## Task objective:
Copy out exactly the stretch of the listing below that begins at the line containing "Give the mask of the burlap" and ends at the line containing "Query: small round sensor", and copy nothing outside it.

## Data:
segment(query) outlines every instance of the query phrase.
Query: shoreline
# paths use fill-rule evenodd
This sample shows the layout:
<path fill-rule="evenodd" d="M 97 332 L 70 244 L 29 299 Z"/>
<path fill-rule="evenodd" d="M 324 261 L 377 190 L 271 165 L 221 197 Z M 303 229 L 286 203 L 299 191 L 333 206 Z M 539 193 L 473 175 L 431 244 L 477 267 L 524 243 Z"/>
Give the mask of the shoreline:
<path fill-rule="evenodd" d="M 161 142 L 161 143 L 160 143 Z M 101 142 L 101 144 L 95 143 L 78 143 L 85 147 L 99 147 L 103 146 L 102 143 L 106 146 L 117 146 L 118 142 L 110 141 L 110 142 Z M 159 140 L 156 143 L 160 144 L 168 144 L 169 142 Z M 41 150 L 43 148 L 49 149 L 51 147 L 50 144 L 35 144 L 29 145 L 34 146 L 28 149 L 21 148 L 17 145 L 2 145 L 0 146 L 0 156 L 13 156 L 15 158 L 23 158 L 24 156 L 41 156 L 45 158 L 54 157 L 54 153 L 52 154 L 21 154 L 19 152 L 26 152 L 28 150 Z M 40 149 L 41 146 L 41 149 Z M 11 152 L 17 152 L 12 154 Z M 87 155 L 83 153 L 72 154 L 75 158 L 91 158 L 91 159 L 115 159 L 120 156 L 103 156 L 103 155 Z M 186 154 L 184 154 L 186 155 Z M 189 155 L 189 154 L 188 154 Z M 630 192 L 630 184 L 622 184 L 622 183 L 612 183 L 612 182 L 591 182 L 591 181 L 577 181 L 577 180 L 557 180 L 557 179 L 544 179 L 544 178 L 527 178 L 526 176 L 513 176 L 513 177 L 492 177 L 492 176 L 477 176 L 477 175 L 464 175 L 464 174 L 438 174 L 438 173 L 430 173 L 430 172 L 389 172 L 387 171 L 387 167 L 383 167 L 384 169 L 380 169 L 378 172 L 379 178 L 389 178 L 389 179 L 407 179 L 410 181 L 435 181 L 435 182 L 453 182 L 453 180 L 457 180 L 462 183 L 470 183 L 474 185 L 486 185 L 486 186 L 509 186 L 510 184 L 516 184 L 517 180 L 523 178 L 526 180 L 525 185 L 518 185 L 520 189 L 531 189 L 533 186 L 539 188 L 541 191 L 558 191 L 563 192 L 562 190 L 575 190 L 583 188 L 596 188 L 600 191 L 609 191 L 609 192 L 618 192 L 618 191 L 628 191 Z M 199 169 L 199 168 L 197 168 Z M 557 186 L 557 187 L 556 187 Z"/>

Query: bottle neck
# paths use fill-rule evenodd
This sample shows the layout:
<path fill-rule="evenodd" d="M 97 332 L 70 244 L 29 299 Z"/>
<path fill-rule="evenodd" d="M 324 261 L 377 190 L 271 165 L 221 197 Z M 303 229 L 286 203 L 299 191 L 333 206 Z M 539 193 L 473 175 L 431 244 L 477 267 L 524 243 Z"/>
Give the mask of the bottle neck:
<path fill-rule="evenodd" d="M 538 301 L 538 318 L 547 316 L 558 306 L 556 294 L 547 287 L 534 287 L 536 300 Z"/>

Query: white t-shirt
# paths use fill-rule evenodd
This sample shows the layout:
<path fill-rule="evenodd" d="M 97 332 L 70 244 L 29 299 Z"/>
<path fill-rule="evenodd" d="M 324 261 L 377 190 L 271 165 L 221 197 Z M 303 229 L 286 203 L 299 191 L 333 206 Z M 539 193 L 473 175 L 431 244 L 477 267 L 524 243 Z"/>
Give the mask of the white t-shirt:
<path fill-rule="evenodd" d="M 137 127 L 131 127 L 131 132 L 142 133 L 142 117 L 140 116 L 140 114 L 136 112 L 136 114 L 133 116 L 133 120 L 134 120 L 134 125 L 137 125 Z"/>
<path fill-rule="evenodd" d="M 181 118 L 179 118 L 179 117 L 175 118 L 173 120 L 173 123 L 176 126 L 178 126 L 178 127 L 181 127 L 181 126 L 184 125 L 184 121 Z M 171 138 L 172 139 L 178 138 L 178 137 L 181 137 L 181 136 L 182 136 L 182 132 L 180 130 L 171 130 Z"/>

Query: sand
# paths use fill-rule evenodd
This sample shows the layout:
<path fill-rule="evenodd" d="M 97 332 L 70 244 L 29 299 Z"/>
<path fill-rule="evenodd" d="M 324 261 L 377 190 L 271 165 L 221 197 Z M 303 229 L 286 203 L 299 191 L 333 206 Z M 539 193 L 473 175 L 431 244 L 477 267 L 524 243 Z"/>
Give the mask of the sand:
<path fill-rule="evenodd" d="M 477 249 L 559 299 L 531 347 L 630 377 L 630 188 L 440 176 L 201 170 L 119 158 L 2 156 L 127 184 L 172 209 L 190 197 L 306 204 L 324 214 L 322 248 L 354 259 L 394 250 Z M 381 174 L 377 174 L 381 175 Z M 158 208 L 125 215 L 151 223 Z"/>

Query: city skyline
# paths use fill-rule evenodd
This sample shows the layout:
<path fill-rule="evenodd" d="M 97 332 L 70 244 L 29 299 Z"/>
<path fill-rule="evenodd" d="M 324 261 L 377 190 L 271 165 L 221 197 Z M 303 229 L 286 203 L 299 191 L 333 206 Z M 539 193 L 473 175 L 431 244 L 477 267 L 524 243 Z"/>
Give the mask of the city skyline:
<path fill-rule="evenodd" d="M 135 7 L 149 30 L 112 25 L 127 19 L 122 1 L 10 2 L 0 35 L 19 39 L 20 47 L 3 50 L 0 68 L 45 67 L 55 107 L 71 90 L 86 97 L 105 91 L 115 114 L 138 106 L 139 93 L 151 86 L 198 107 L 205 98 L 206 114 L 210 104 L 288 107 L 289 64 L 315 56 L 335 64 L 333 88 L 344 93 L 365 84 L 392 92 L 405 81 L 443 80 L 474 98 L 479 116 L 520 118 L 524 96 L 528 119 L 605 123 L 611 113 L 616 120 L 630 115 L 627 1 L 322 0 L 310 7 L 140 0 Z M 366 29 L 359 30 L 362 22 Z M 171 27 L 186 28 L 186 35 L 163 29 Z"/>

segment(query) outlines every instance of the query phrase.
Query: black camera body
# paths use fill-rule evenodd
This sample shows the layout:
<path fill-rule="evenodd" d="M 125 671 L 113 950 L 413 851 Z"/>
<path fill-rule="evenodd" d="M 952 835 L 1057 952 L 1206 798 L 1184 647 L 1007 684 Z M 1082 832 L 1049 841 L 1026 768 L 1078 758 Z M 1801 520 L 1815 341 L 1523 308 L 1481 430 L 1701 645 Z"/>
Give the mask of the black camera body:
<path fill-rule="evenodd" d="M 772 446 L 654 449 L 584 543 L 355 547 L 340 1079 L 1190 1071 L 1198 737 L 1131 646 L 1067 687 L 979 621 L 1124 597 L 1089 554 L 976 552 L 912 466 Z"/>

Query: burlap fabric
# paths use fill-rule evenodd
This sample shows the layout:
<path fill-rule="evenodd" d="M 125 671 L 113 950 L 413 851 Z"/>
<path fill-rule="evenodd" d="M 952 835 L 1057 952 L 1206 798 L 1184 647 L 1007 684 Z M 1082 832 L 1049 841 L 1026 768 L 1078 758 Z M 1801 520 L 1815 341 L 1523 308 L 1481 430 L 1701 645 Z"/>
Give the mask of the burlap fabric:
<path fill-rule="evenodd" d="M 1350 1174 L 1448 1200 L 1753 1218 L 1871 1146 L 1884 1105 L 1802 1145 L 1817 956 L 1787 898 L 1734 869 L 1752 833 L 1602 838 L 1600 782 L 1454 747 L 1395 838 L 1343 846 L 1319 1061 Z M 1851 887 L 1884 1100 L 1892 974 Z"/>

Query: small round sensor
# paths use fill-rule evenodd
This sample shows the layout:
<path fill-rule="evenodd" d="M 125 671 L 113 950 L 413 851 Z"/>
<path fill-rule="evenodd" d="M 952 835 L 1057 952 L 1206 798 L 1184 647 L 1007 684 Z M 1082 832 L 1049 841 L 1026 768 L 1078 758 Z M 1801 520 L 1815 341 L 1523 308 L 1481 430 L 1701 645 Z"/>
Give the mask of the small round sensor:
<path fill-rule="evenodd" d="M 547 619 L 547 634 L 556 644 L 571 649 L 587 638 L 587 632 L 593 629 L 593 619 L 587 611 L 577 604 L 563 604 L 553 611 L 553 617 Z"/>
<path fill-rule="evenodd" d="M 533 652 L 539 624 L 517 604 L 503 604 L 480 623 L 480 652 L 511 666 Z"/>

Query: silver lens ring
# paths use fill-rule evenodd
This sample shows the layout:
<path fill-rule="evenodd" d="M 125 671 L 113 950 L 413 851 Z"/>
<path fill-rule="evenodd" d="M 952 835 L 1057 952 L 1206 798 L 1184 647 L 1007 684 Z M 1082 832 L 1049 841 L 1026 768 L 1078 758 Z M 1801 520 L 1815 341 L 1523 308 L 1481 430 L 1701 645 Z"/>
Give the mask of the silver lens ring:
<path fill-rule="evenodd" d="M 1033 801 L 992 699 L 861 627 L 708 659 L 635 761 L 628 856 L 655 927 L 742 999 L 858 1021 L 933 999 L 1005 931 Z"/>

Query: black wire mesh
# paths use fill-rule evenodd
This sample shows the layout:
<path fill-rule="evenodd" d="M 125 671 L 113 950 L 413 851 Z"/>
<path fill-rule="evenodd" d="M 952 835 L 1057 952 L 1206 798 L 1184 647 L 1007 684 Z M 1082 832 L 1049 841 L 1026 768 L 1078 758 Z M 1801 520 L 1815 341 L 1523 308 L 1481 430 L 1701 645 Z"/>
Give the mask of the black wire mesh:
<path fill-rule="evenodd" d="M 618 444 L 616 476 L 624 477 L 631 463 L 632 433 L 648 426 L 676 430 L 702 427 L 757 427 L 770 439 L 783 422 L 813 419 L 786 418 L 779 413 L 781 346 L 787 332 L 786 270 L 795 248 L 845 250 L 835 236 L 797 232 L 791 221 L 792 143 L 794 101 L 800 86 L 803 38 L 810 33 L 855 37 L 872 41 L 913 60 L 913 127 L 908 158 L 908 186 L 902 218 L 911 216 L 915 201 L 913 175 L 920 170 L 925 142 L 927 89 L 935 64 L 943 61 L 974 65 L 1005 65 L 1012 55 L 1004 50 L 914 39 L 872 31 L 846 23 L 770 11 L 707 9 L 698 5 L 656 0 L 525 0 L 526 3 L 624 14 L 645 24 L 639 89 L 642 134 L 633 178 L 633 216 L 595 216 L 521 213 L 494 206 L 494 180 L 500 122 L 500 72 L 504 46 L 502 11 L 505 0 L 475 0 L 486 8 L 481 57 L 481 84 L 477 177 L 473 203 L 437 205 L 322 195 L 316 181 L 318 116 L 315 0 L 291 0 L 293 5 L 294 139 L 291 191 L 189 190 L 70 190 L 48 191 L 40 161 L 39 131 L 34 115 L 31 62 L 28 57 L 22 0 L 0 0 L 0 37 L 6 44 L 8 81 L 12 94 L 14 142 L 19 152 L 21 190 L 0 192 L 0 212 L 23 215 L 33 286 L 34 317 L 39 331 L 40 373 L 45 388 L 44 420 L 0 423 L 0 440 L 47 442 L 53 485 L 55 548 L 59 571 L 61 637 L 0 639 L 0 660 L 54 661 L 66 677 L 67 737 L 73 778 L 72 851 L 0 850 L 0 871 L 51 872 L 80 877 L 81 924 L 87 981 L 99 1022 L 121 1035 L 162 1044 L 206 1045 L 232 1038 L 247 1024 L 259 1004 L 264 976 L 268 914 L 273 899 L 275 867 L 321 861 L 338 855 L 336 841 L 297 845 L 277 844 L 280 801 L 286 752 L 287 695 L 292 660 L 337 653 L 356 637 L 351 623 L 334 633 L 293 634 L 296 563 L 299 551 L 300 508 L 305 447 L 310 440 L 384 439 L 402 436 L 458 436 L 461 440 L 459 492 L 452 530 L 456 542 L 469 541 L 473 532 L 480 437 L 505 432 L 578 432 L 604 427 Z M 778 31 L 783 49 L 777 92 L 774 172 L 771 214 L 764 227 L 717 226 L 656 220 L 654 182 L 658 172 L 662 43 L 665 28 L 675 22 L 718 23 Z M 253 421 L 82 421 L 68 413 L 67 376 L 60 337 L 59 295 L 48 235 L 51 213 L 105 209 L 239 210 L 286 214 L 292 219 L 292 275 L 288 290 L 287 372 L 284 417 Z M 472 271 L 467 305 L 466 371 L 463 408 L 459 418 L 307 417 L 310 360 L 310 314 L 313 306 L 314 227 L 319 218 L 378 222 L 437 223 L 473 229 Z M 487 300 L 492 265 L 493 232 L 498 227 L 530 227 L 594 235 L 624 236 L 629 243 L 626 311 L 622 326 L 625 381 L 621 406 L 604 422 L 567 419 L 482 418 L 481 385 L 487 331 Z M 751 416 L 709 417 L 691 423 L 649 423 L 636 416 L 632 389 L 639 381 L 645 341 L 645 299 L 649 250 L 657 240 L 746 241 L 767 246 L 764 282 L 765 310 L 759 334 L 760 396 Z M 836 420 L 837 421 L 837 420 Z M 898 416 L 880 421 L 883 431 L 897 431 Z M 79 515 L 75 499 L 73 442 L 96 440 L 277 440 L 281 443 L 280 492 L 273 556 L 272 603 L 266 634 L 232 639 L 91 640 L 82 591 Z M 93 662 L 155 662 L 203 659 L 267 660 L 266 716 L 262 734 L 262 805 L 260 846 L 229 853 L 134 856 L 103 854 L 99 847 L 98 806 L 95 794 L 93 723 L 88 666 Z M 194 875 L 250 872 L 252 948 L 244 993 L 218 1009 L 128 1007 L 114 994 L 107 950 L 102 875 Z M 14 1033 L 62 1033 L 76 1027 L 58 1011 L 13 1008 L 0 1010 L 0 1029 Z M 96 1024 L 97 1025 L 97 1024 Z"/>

## Task solution:
Give the mask of the burlap fabric:
<path fill-rule="evenodd" d="M 1350 1174 L 1448 1200 L 1753 1218 L 1871 1146 L 1884 1105 L 1802 1145 L 1817 956 L 1787 898 L 1734 869 L 1752 833 L 1602 838 L 1600 782 L 1454 747 L 1395 838 L 1343 846 L 1319 1061 Z M 1851 887 L 1884 1100 L 1892 974 Z"/>

Query: small round sensor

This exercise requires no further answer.